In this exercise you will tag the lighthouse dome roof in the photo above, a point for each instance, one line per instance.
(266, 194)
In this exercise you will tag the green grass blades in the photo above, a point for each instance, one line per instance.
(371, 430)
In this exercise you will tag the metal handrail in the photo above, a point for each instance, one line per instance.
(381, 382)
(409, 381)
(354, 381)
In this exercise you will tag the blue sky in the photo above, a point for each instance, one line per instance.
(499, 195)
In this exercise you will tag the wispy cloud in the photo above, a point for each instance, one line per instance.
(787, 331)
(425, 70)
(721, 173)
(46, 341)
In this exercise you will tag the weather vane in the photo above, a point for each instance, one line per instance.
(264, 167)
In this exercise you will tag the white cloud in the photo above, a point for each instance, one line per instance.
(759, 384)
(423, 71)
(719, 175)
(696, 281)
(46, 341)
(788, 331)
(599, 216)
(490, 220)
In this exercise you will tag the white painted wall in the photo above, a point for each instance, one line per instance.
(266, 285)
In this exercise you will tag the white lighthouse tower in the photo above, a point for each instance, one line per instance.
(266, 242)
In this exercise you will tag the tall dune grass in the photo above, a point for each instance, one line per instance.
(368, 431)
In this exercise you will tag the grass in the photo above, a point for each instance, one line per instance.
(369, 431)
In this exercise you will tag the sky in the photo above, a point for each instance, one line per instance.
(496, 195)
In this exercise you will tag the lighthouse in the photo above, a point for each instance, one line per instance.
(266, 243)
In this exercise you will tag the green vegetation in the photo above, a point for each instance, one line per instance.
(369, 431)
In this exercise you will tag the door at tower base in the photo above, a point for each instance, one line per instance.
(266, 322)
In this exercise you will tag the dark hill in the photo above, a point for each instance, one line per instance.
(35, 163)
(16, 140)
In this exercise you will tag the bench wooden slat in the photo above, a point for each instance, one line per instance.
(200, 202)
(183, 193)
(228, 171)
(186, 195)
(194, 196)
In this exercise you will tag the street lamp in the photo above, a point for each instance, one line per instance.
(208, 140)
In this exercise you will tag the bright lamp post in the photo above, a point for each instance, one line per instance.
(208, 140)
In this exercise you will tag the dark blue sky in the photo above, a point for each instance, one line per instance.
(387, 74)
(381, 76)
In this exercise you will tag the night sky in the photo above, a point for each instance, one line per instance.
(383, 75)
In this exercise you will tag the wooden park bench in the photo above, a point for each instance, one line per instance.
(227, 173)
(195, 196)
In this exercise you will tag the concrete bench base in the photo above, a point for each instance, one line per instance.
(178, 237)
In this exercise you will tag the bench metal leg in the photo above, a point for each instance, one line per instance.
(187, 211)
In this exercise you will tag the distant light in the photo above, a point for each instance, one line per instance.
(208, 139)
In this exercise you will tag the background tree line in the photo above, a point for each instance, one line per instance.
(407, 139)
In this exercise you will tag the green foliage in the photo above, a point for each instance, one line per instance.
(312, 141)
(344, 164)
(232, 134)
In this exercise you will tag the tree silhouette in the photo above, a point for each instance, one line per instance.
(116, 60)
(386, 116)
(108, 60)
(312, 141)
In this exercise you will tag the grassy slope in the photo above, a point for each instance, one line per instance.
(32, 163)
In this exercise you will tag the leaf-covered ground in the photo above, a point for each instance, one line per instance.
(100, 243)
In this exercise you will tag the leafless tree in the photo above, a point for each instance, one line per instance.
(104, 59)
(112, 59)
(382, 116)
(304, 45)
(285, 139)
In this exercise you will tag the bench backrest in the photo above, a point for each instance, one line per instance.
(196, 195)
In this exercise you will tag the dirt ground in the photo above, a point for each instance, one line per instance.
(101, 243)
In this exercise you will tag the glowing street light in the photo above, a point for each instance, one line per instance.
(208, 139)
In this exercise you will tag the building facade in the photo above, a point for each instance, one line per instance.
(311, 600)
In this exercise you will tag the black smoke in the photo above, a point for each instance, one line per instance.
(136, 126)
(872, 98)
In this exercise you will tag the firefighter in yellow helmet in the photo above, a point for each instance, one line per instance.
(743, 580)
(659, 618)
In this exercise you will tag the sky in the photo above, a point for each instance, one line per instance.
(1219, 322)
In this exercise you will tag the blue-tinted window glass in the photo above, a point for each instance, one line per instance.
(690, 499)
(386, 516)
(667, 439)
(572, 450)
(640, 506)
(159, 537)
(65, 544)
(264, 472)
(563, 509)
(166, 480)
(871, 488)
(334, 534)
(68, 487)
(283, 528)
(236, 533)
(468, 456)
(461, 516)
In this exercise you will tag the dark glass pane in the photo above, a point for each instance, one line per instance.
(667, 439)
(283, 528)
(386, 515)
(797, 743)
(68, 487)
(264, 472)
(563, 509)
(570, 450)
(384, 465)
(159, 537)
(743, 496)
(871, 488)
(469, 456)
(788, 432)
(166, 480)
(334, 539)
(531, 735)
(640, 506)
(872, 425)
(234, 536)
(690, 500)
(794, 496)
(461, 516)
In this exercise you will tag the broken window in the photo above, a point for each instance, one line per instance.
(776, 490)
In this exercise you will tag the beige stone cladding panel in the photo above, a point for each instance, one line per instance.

## WHAT IS ASKED
Please copy all of the data above line for line, changing nothing.

## COMPLETE ANSWER
In this exercise you will tag the lighthouse dome roof in the photo above, a point for each instance, one line per instance.
(266, 194)
In this exercise you will tag the green grass blades in the photo above, a point for each instance, one line per instance.
(371, 430)
In this exercise you will tag the metal handrail in the photo above, a point for each instance, one line per instance.
(381, 382)
(409, 381)
(354, 381)
In this exercise you will tag the blue sky in the photo above, a point for each instance, one line per instance.
(499, 195)
In this exercise you will tag the wispy cloud in the photo above, a point for each instance, one line per instance.
(787, 331)
(425, 70)
(721, 173)
(46, 341)
In this exercise you will tag the weather vane in the photo above, a point for each instance, one line per instance.
(264, 167)
In this exercise you will tag the white cloud in the photo above, a point for each instance, one line per instance.
(759, 384)
(423, 71)
(719, 175)
(696, 281)
(46, 341)
(788, 331)
(599, 216)
(490, 220)
In this exercise you will tag the white painted wall in the photo above, a point for each instance, one line per instance.
(266, 285)
In this exercise you will tag the white lighthouse tower in the photo above, a point for each instance, one line per instance.
(266, 242)
In this exercise you will tag the tall dune grass in the photo above, a point for each instance, one line per instance.
(368, 431)
In this exercise you will tag the grass in the photo above, a point for each instance, one line per instance.
(369, 431)
In this exercise you will tag the sky in the photo above, a point for each instance, one line per instance.
(496, 195)
In this exercise you will tag the lighthouse in the photo above, a point for each instance, one line per instance.
(266, 243)
In this exercise you will tag the green vegetation in the photo above, a point for each instance, one line per instance.
(369, 431)
In this exercise you will tag the door at tower base in the photo above, a point for each instance, one line per instance.
(266, 322)
In this exercise you will tag the dark hill in the photo above, a point for each instance, one line per instance.
(35, 163)
(16, 140)
In this exercise you will tag the bench wooden slat in the photo above, a point for each instance, one line per instance.
(200, 202)
(183, 193)
(228, 171)
(186, 195)
(194, 196)
In this exercise you will tag the street lamp in the photo above, a point for each instance, one line per instance.
(208, 140)
In this exercise you will tag the bright lamp post in the photo above, a point for each instance, one line per instance.
(208, 140)
In this exercise you will tag the dark blue sky in the photo above, a point for each instance, one line per instance.
(387, 74)
(381, 76)
In this exercise you will tag the night sky in the photo above, a point for each instance, one line per instance.
(383, 75)
In this exercise you will tag the wooden park bench in the photo above, a point for each instance, one line per instance.
(227, 173)
(195, 196)
In this exercise you will tag the concrete bench base in the photo above, a point for each instance, one line per instance.
(178, 237)
In this exercise you will tag the bench metal leg in the photo above, a point for each instance, one line per instance.
(187, 211)
In this exercise you will tag the distant light in the photo above, a point for each instance, one line per instance.
(208, 139)
In this exercise you will tag the background tree line in the photo above, a point for each instance, one line per instance.
(407, 139)
In this exercise you will tag the green foliage in the photo above, a point for each instance, one line per instance.
(312, 141)
(344, 164)
(232, 134)
In this exercise you will tag the tree silhouette in the photo above, a point for each instance, one line per instance.
(116, 60)
(386, 116)
(108, 60)
(312, 141)
In this exercise you will tag the grassy slope in the photo above, a point for each instance, one line per instance.
(32, 163)
In this exercise you will tag the leaf-covered ground in the photo above, a point for each instance, one line per instance.
(100, 243)
In this exercise you will tag the leafless tree in the photo above, a point for each instance, one line per instance.
(104, 59)
(112, 59)
(382, 116)
(304, 45)
(285, 139)
In this exercise you will tag the bench backrest in the photo above, a point for each instance, one line per instance.
(196, 195)
In this exercise you will tag the dirt ground in the photo above, a point for each instance, one line per instance.
(101, 243)
In this exercise you will tag the glowing street light in the photo above, a point for each instance, one line per instance.
(208, 139)
In this exercise you will tag the building facade in the photo above, a point for each instance, one line per instance.
(311, 600)
In this exercise you will tag the black smoke in the photo above, a point for each instance, one line per instance.
(136, 126)
(872, 98)
In this exercise you will tag the firefighter in yellow helmet in the photo above, a point for each instance, one line per instance.
(743, 580)
(659, 618)
In this exercise you will tag the sky in the photo above, a point for each instance, one line per instance.
(1219, 322)
In this exercise you will tag the blue-tinted window glass in the photo above, a point for each instance, one line per instance.
(690, 499)
(386, 516)
(667, 439)
(572, 450)
(640, 506)
(159, 537)
(65, 544)
(264, 472)
(563, 509)
(166, 480)
(871, 488)
(334, 534)
(68, 487)
(283, 528)
(236, 533)
(468, 456)
(461, 516)
In this exercise you will tag the dark glass pane in the photo above, a point for each instance, one line per instance.
(667, 439)
(283, 528)
(386, 515)
(797, 743)
(68, 487)
(264, 472)
(563, 509)
(570, 450)
(384, 465)
(159, 537)
(743, 496)
(871, 488)
(469, 456)
(788, 432)
(166, 480)
(334, 539)
(531, 735)
(640, 506)
(872, 425)
(234, 536)
(690, 500)
(794, 496)
(461, 516)
In this exercise you will tag the broken window in the photo above, a point for each instance, one line per instance.
(776, 490)
In this exercise you will tag the beige stone cladding panel in the photo above, a point for each instance, one line per instance.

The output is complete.